Instructions for the task:
Here is the task for the records below: repeat exactly the lines from the one with "the flag in the photo above." to the one with "jacket in the photo above.", both included, and nothing else.

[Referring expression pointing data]
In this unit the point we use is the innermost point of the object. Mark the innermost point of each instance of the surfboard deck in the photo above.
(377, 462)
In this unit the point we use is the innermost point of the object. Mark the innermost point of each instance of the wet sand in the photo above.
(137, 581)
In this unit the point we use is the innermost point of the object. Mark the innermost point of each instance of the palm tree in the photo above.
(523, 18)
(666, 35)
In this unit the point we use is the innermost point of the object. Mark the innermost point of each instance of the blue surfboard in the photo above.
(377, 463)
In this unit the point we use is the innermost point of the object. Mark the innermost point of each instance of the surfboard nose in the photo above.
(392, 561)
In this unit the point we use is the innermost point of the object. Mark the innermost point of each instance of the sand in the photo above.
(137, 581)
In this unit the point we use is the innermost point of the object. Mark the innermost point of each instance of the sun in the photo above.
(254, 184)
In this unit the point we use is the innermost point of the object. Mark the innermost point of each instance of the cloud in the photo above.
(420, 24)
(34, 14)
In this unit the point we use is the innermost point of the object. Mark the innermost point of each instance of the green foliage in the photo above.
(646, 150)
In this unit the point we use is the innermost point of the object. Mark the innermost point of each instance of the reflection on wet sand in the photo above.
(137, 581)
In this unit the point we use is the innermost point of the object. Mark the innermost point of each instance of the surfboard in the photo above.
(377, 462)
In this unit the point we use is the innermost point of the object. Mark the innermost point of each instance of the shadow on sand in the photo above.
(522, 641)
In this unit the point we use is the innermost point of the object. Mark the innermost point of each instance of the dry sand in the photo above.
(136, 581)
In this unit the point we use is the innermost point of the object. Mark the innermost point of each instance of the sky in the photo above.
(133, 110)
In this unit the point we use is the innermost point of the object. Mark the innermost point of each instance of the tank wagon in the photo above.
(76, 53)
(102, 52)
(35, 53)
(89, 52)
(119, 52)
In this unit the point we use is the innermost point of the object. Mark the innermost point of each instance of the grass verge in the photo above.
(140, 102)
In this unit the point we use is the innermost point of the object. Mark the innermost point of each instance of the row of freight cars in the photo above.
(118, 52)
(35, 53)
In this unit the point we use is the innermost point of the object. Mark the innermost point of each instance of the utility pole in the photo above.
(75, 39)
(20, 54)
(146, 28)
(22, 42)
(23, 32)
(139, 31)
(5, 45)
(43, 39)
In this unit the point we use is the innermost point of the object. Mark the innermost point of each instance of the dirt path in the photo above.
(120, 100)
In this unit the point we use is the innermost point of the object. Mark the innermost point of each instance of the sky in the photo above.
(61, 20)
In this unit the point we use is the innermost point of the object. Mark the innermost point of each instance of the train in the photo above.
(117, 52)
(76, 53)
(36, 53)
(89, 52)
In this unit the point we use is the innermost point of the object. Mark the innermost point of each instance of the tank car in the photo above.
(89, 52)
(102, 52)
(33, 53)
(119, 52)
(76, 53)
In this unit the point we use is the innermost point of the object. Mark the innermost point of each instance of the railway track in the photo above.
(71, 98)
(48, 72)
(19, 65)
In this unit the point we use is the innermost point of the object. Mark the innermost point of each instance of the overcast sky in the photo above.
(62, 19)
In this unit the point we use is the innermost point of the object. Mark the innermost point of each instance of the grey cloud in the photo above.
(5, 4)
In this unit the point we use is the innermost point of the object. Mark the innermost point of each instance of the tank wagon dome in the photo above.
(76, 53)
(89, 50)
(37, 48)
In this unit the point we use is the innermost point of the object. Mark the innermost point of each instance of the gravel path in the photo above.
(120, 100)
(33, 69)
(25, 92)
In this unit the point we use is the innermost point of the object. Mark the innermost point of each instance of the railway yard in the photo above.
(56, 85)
...
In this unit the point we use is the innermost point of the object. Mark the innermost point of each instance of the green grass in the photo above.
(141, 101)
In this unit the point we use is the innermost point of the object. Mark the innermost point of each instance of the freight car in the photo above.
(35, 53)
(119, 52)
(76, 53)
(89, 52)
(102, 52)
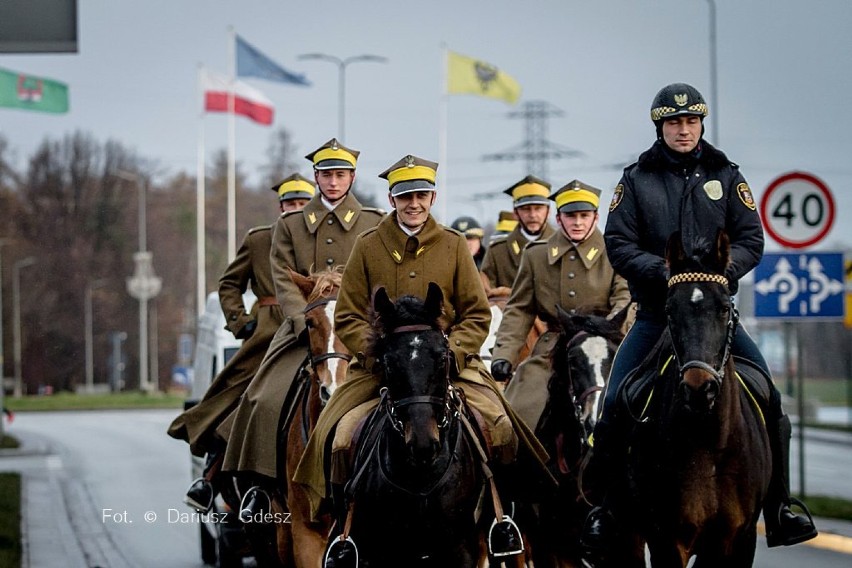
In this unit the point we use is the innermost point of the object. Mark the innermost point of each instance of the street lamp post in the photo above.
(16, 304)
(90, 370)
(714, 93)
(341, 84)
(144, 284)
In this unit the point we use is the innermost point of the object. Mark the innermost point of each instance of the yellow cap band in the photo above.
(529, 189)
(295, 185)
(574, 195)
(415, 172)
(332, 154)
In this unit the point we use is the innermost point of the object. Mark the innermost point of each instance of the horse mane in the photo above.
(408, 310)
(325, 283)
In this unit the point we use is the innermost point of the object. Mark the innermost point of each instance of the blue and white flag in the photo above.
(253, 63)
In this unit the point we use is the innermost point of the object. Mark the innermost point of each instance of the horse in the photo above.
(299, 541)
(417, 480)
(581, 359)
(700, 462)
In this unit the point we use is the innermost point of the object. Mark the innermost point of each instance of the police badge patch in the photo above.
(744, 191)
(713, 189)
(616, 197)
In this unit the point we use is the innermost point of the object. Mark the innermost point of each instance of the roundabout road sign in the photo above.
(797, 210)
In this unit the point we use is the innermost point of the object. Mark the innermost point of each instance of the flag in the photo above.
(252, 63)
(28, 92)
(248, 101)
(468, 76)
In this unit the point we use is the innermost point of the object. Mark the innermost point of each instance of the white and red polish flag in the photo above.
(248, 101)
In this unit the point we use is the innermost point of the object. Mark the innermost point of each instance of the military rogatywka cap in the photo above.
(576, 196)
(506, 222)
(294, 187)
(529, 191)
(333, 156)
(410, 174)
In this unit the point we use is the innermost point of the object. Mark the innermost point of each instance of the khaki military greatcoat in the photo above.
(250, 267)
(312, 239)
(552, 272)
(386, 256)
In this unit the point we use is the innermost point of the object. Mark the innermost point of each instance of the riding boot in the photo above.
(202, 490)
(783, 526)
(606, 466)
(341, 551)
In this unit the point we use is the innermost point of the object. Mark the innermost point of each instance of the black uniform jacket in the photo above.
==
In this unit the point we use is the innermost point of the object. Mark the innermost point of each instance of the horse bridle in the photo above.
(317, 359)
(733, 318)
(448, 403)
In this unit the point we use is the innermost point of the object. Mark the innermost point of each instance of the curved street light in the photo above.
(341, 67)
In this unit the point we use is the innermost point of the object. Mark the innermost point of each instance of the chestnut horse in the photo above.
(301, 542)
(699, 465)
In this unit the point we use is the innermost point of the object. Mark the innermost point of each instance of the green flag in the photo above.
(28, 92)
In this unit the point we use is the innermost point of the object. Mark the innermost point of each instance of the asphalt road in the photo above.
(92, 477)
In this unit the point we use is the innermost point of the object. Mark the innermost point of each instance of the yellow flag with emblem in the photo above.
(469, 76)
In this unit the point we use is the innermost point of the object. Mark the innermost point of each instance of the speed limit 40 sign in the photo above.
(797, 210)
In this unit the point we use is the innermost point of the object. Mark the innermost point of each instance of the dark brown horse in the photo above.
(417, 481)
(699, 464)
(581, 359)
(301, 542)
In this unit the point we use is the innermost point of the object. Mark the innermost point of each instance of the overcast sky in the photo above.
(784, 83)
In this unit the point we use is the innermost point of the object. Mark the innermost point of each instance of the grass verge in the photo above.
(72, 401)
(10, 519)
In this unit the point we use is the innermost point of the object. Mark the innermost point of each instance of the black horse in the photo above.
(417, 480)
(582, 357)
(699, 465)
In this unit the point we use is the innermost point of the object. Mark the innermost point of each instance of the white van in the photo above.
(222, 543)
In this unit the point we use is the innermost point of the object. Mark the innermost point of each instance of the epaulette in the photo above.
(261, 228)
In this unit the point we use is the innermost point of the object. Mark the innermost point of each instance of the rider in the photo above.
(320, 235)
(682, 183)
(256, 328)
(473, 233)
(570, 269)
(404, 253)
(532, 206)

Result for this task:
In this unit the point we use is the innermost point of the object. Mark the innermost point of each instance of the flag in the photo above.
(252, 63)
(28, 92)
(248, 101)
(468, 76)
In this unit the point we use is the innermost point of the object. Mark the innermost point of each instance of the white and red polish flag in the photo above.
(248, 101)
In this unit the point we use is the innermost point of the object. Mark the innermost point of each instance of the military rogatywka cap in the photo above.
(576, 196)
(506, 222)
(294, 187)
(529, 191)
(333, 156)
(410, 174)
In this unit the point we use is the innermost point of the object. Mark the innermost point of each instance of the khaki military greatcoat in the photo above.
(250, 267)
(312, 239)
(552, 272)
(386, 256)
In this unit the point we use is the innermost point of the object. Mark the innermost point of each instance of the riding boot in the photo above.
(202, 490)
(783, 526)
(606, 466)
(341, 551)
In this unit the point we use is the innermost point of the object. Mark the innermost point of each instance of the black uniform jacket in the photo above.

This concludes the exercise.